**GIVEN PASSAGE:**
____

Ironhack-data-bcn-oct-2023 / project-II-pipelines

0 stars 2 forks source link

[Marc Folch] project-II #7

Open marcfolchp opened 11 months ago

marcfolchp commented 11 months ago

https://github.com/marcfolchp/project2

sh-ih commented 11 months ago

You did great on this project! Some comments:

The data folder is commonly used to store the datasets: the original dataset, if you are including it, and the cleaned dataset. Your notebooks should be concentrated in a notebooks folder. And the src folder is used to store the .py files with your functions.

A way to improve your repository would be to use clearer name files on your images folder, for example, the titles of your graphs (“lowest_average_goals_per_match.png”, “shots_distribution.png”) so your reader knows what each files contains without having to open each file.

To make the maintenance of your code easier, I would suggest you create a function to scrape each website, instead of one function to scrape all of the websites. That way, if one of the websites changes structure in the future, you can immediately detect which function needs updating.

You can then create one function to call all the scrappers and create your final dataframe.

A recommendation of best code practices is that a function should complete only one task, not multiple tasks. We could define “one task” as “create a dataframe for Premier League”, “create a dataframe for la liga” and so on, instead of using “scrape all pages” as one task.

The comment you have in your conclusion section: “.. where has La Liga gone after Messi and Cristiano left” could be a great way to start your whole storytelling. It is an interesting point that could capture the attention of your reader.

image

____

**TO BE DONE:** According to the project review, which folder is used to store the .py files containing functions? The lines that follow have no connection to the project review.

**RAW DATA:**
____

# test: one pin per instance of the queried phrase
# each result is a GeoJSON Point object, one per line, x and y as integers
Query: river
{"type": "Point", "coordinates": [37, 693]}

____

**CORRECT RESULT:** The src folder.